## Task to complete
All the data should come back exactly as it was given.

## Extracted material
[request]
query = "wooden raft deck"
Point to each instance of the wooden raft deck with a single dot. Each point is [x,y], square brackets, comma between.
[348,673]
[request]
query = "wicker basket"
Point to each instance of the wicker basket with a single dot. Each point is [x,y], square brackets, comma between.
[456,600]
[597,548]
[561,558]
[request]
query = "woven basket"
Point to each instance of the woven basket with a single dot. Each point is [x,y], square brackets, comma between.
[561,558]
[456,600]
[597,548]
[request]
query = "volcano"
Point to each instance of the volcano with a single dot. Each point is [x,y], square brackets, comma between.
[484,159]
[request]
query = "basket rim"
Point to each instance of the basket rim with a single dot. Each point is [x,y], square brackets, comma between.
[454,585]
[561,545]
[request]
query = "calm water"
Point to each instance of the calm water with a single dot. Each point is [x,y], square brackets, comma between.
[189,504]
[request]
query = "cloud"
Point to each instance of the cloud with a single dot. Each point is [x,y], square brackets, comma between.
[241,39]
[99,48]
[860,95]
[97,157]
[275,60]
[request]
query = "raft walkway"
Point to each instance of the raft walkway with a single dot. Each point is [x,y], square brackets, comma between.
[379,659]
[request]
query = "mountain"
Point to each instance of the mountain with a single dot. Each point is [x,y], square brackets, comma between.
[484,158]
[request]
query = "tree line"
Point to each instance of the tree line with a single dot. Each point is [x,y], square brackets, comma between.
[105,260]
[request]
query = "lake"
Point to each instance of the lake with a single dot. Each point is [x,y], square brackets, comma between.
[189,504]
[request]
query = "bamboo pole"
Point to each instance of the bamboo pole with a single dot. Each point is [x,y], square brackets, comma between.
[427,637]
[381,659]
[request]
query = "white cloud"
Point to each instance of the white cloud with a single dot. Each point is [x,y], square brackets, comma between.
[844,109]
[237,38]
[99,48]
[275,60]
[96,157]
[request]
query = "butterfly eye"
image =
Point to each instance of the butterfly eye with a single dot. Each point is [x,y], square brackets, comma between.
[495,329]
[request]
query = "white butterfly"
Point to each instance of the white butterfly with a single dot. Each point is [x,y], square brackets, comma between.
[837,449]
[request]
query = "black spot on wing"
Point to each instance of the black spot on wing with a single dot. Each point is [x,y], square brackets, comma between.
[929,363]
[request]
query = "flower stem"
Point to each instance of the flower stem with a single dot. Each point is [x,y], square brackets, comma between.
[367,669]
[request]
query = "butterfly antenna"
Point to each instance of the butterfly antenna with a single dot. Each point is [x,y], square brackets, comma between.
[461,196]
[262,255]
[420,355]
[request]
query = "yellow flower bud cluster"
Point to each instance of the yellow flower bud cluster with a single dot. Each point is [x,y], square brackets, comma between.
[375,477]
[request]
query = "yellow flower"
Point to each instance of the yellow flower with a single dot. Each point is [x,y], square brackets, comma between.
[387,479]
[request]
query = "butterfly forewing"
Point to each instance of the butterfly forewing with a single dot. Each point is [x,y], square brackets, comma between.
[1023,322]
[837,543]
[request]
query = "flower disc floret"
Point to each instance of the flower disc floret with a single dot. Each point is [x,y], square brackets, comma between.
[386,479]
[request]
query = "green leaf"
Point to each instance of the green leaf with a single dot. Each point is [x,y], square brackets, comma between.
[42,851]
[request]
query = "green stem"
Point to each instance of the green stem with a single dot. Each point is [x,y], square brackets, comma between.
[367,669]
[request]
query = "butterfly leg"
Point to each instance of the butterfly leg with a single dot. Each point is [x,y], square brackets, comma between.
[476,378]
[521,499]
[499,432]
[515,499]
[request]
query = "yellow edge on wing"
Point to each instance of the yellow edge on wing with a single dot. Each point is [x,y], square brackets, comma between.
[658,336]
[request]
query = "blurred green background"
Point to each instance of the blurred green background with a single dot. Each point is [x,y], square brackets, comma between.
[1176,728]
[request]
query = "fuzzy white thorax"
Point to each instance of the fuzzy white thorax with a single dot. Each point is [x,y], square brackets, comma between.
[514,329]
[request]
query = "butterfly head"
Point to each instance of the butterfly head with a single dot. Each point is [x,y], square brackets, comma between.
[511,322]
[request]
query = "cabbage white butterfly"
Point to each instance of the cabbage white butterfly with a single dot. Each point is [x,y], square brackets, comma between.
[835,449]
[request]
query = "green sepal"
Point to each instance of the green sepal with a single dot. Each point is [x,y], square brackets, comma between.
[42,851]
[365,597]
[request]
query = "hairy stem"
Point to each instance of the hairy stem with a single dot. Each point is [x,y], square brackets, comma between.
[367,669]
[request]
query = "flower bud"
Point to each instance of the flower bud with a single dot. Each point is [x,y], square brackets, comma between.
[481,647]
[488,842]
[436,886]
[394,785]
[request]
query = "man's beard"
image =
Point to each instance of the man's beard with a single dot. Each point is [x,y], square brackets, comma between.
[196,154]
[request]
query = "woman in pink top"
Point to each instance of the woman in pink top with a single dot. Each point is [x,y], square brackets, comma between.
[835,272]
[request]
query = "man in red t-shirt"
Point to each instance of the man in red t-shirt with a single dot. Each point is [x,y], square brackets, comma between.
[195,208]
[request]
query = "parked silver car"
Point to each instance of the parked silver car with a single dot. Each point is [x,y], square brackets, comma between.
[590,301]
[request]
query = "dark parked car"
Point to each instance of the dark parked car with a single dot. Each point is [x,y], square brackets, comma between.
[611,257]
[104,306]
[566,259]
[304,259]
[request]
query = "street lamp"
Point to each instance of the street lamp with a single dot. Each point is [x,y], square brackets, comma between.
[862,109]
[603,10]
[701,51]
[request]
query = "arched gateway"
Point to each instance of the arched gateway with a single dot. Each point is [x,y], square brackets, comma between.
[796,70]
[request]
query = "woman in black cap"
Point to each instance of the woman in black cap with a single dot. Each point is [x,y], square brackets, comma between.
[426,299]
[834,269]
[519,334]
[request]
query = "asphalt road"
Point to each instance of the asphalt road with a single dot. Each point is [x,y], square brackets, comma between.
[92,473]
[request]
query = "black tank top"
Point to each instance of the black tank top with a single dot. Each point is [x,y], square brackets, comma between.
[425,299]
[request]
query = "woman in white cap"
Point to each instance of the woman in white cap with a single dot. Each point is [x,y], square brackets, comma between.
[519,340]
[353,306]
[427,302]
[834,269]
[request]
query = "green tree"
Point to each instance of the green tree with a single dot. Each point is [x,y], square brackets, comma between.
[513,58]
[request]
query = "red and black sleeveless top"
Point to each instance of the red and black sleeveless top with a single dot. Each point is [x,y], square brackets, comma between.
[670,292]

## Exercise result
[request]
query = "wooden raft deck"
Point to each instance of the wooden raft deck with a single dot. Each point is [x,y], square brackets, comma between.
[348,673]
[request]
query = "wicker basket"
Point to each instance of the wicker basket with a single dot. Each point is [x,y], square brackets, comma between.
[456,600]
[597,548]
[561,558]
[request]
query = "woven basket"
Point to each instance of the woven basket with a single dot. Each point is [x,y], square brackets, comma between.
[561,558]
[456,600]
[597,548]
[request]
query = "volcano"
Point to each instance of the volcano with a single dot. Each point is [x,y], square brackets, comma between.
[484,159]
[request]
query = "basket rim"
Point to each instance of the basket rim with a single dot. Each point is [x,y], square brackets, comma between.
[454,585]
[561,545]
[request]
query = "calm water"
Point to each instance of the calm water with a single dot. Each point is [x,y], square brackets, comma between.
[189,504]
[request]
query = "cloud"
Point to each instance of the cloud with a single dot. Each point is [x,y], square brackets, comma between.
[241,39]
[99,48]
[860,95]
[97,157]
[275,60]
[request]
query = "raft walkway"
Point to each instance of the raft walkway with a single dot. Each point is [x,y], square brackets, comma between.
[379,659]
[request]
query = "mountain"
Point to each instance of the mountain with a single dot. Each point is [x,y], square brackets, comma between.
[484,158]
[request]
query = "tree line"
Point to each instance of the tree line with a single dot. Each point is [x,y], square brackets, comma between.
[105,260]
[request]
query = "lake"
Point to each instance of the lake with a single dot. Each point is [x,y], square brackets, comma between.
[189,504]
[request]
query = "bamboo pole"
Point to each instance of the bamboo pole with a single dot. Each point is [x,y], square brackets, comma between.
[427,637]
[381,659]
[request]
query = "white cloud"
Point to each instance of the white cloud with a single dot. Each point is [x,y], square brackets, comma between.
[844,109]
[237,38]
[99,48]
[275,60]
[96,157]
[request]
query = "butterfly eye"
image =
Point to each instance of the butterfly eye with a single dot. Each point is [x,y], square brackets, comma between.
[495,329]
[request]
query = "white butterfly"
Point to each instance of the white butterfly with a single dot. Each point is [x,y], square brackets, comma between.
[837,449]
[request]
query = "black spot on wing"
Point to each instance of the black spot on wing with a single dot. Each point is [x,y], square brackets, comma between.
[929,363]
[request]
query = "flower stem"
Point to each instance of the flower stem with a single dot. Each point is [x,y], square brackets, comma between.
[367,669]
[request]
query = "butterfly antenna"
Point to each instance of the butterfly antenna with a single dot. Each point is [x,y], square brackets, comma between.
[461,196]
[262,255]
[420,355]
[request]
query = "yellow flower bud cluster"
Point to each instance of the yellow flower bud cluster with a single dot. Each point is [x,y], square brackets, comma between.
[375,477]
[request]
query = "yellow flower"
Point to each instance of the yellow flower with a single dot. Each point is [x,y], square brackets, comma between.
[387,479]
[request]
query = "butterfly forewing"
Point to each instance of the butterfly forewing with a single dot. Each point is [x,y], square brackets, comma between.
[1023,322]
[837,543]
[request]
query = "flower disc floret"
Point to each instance of the flower disc floret with a single dot. Each point is [x,y], square brackets, comma between.
[386,479]
[request]
query = "green leaf"
Point to each instance of the green leaf with a single dot. Each point is [x,y], square brackets, comma between.
[42,851]
[request]
query = "green stem"
Point to each instance of the green stem with a single dot. Each point is [x,y], square brackets, comma between.
[367,669]
[request]
query = "butterfly leg"
Point to each instance of the butterfly leg with a single dot. Each point is [x,y], square brackets, comma between.
[476,378]
[521,499]
[499,432]
[515,499]
[request]
query = "yellow edge on wing"
Point to each instance of the yellow edge on wing with a single dot. Each point is [x,y], square brackets, comma between.
[658,336]
[request]
query = "blurred green background"
Point to each instance of the blurred green background with a single dot. Each point is [x,y], square brackets, comma between.
[1176,728]
[request]
query = "fuzzy white thorax"
Point to each instance of the fuzzy white thorax with a single dot. Each point is [x,y], square brackets, comma between.
[514,329]
[request]
query = "butterfly head"
Point to each instance of the butterfly head with a single dot. Each point is [x,y], square brackets, comma between.
[511,322]
[request]
query = "cabbage white butterfly"
Point to each instance of the cabbage white butterfly with a single dot. Each point is [x,y], square brackets, comma between.
[835,449]
[request]
query = "green sepal"
Point to each instance of the green sepal with a single dot. Each point is [x,y], square brackets, comma between.
[42,851]
[365,597]
[request]
query = "hairy stem"
Point to each instance of the hairy stem with a single dot. Each point is [x,y], square brackets, comma between.
[367,669]
[request]
query = "flower bud"
Point to each instance of the flower bud with a single dot. Each point is [x,y], square brackets, comma between.
[481,647]
[488,842]
[436,886]
[394,785]
[request]
query = "man's beard"
image =
Point to each instance of the man's beard with a single dot. Each point is [x,y], square brackets, comma between.
[196,154]
[request]
query = "woman in pink top"
Point to each instance of the woman in pink top with a single dot. Each point is [x,y], square brackets, comma between.
[835,272]
[request]
query = "man in red t-shirt"
Point to each instance of the man in red t-shirt with a single dot. Each point is [x,y], square brackets, comma between.
[195,208]
[request]
query = "parked silver car"
Point to each instance of the parked silver car with a single dot. Each point is [x,y], square brackets, comma between.
[590,301]
[request]
query = "dark parked car"
Point to each instance of the dark parked car with a single dot. Each point is [x,y], square brackets, comma between.
[611,257]
[104,306]
[566,259]
[304,259]
[request]
query = "street lamp"
Point to each instance of the street lamp with a single dot. Each point is [x,y], square brackets, comma between.
[862,109]
[603,10]
[701,51]
[request]
query = "arched gateway"
Point to each instance of the arched gateway with a single dot. Each point is [x,y], square brackets, comma between.
[796,70]
[request]
query = "woman in black cap"
Point to each instance of the woman in black cap with a single dot. Each point is [x,y], square brackets, comma between.
[426,299]
[834,269]
[519,334]
[request]
query = "asphalt road"
Point to each instance of the asphalt road with a single dot. Each point is [x,y], square brackets, comma between.
[92,473]
[request]
query = "black tank top"
Point to each instance of the black tank top with a single dot. Each point is [x,y], square brackets, comma between.
[425,299]
[request]
query = "woman in white cap"
Point to each instance of the woman in white cap with a single dot. Each point is [x,y], square brackets, comma between.
[519,340]
[353,306]
[427,302]
[834,269]
[request]
query = "green tree"
Point to each instance of the green tree with a single dot. Each point is [x,y], square brackets, comma between.
[513,58]
[request]
query = "red and black sleeveless top"
Point to each instance of the red and black sleeveless top with a single dot. Each point is [x,y], square brackets, comma between.
[670,292]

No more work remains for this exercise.